## BEGIN Stored data

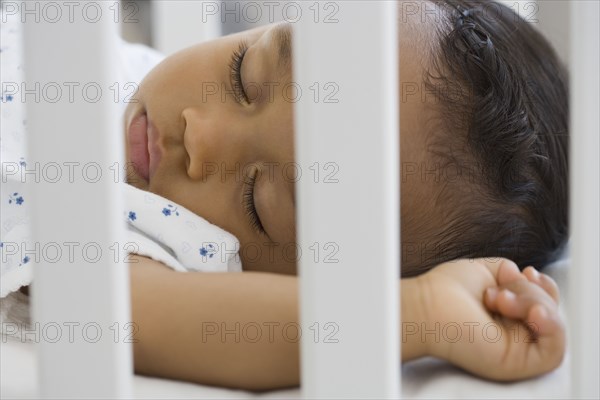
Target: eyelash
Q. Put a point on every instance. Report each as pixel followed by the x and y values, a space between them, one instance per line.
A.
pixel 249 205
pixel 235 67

## END Stored data
## BEGIN Stored data

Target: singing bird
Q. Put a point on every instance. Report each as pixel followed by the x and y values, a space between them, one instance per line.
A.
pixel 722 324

## END Stored data

#### What is required
Set out the lines of the material as a numbered list, starting at the line containing "Target: singing bird" and ending at the line containing "pixel 722 324", with both of those lines included. Skip any blank lines.

#### Result for this task
1. Target: singing bird
2. Q. Put a point on every instance. Report each as pixel followed by the x and y values, a space between them, one instance per line.
3. A.
4. pixel 722 324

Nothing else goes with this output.